*** Dataset entries ***
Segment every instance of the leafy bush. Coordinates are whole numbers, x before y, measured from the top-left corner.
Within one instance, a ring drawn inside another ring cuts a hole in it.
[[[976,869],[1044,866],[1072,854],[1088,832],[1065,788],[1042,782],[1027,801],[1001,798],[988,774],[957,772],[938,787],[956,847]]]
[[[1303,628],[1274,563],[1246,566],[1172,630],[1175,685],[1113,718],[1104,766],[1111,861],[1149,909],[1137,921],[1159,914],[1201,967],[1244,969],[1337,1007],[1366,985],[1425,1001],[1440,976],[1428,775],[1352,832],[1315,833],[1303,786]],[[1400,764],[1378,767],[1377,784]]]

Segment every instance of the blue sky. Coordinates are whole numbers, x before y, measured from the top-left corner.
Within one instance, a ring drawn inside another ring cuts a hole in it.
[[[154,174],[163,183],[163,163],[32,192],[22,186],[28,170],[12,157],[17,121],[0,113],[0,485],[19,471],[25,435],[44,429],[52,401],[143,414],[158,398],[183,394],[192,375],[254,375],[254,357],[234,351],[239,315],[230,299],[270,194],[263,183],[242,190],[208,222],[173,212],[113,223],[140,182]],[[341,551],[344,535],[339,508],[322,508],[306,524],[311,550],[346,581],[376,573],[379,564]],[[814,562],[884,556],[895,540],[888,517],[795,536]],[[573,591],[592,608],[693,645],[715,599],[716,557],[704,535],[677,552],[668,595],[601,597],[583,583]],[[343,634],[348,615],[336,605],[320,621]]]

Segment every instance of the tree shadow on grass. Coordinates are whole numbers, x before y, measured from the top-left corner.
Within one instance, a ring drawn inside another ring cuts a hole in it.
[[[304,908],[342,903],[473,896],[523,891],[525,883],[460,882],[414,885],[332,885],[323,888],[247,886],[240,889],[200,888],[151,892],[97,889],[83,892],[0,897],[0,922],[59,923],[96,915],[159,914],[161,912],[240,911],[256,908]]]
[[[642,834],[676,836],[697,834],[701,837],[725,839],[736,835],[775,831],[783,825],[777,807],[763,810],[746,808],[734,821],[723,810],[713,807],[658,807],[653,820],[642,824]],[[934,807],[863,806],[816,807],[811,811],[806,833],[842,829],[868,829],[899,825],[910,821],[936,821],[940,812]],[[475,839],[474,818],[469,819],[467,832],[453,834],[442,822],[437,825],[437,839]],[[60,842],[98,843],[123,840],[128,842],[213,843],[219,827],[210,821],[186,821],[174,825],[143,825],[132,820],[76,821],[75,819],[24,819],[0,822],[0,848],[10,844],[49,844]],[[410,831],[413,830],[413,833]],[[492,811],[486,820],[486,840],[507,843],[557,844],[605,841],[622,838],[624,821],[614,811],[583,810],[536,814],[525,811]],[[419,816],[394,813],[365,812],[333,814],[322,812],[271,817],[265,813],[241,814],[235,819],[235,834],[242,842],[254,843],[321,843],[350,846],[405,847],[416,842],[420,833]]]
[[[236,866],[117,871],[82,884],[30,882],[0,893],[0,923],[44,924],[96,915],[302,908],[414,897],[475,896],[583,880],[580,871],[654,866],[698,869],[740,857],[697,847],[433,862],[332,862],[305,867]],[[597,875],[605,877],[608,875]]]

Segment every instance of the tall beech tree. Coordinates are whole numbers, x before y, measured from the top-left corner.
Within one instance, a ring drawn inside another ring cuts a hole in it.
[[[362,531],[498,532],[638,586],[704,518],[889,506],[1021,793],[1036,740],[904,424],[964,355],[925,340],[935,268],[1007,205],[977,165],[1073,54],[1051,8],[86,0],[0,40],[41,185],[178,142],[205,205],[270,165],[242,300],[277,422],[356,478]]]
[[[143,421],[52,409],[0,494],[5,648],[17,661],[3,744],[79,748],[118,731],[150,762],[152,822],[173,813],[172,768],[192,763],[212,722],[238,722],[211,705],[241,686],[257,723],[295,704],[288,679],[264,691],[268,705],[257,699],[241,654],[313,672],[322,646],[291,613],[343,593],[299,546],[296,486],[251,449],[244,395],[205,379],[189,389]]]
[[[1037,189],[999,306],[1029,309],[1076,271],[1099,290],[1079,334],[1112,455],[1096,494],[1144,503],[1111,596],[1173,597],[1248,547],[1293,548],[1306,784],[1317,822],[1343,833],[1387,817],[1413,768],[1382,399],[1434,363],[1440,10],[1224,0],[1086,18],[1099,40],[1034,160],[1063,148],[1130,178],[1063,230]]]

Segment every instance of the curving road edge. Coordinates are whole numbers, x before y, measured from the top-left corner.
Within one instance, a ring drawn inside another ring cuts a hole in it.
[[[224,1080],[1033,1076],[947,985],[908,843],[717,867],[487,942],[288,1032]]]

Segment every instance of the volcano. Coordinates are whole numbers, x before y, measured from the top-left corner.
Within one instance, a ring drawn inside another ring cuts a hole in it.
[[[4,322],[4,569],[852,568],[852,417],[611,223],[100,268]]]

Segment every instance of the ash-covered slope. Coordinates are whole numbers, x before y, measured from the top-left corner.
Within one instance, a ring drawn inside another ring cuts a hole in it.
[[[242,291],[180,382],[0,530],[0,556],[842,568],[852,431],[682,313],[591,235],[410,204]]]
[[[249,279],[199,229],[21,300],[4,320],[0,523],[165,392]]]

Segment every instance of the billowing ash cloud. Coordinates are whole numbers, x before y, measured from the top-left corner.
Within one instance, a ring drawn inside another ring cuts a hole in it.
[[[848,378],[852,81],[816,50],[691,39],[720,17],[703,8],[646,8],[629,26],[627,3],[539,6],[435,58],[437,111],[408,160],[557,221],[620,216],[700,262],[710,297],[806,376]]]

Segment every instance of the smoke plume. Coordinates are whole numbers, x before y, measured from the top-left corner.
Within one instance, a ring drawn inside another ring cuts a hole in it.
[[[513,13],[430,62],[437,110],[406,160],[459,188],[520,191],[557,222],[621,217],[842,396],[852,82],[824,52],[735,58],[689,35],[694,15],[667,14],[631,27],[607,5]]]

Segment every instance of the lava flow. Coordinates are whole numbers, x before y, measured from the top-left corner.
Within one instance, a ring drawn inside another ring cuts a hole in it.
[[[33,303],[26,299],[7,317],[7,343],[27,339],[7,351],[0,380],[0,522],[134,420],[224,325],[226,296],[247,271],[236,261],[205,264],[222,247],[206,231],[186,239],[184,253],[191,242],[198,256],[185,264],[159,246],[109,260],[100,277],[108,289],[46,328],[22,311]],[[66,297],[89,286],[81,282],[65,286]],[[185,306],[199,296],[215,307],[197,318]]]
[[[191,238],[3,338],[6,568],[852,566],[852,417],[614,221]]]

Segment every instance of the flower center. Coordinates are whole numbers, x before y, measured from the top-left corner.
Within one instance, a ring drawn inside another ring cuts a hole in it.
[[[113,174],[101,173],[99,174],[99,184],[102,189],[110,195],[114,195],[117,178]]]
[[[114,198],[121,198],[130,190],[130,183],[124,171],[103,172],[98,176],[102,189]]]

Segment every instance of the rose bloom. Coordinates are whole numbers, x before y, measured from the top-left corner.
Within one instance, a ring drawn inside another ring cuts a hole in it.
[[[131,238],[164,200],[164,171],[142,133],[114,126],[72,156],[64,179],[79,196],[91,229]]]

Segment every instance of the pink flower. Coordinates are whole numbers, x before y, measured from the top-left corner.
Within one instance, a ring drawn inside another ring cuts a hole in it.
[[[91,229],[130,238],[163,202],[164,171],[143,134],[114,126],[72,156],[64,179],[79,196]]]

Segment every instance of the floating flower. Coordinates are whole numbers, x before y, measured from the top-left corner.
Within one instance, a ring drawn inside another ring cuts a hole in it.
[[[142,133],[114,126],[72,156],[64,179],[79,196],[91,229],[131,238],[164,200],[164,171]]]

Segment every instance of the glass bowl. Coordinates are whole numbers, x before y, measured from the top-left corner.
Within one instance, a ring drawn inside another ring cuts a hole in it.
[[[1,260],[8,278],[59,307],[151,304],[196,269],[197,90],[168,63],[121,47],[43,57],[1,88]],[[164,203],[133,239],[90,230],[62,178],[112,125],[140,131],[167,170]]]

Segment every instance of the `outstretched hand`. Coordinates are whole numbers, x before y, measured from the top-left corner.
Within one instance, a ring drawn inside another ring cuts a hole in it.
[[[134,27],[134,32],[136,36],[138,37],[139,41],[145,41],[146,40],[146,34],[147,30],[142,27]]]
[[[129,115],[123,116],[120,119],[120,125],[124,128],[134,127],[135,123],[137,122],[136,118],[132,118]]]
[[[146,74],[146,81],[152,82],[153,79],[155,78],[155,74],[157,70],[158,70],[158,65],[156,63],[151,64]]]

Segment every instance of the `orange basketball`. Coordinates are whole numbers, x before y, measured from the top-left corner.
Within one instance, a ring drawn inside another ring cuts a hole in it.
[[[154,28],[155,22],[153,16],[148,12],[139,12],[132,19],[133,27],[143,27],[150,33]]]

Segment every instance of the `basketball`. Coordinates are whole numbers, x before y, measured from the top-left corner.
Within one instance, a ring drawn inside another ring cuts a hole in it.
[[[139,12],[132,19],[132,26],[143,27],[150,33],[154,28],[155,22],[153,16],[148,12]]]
*** End of Dataset entries ***
## [The problem]
Please retype, with no changes, the lines that run from the first line of the entries to the line with "Segment every instance of the blue", both ends included.

## [Output below]
Segment every instance of the leafy bush. Coordinates are whole numbers, x before y, measured from the top-left corner.
Within one instance, a ring drawn inside another ring cuts a hole in it.
[[[976,869],[1044,866],[1072,854],[1088,832],[1065,788],[1042,782],[1027,801],[1001,798],[988,774],[957,772],[938,787],[956,847]]]
[[[1303,628],[1274,563],[1246,566],[1172,630],[1175,685],[1113,718],[1104,766],[1111,861],[1149,909],[1137,921],[1159,914],[1201,967],[1244,969],[1337,1007],[1366,985],[1425,1001],[1440,976],[1428,775],[1352,832],[1315,833],[1303,786]],[[1400,764],[1378,767],[1377,784]]]

Segment every instance of the blue sky. Coordinates are whole numbers, x before y, measured from the top-left corner.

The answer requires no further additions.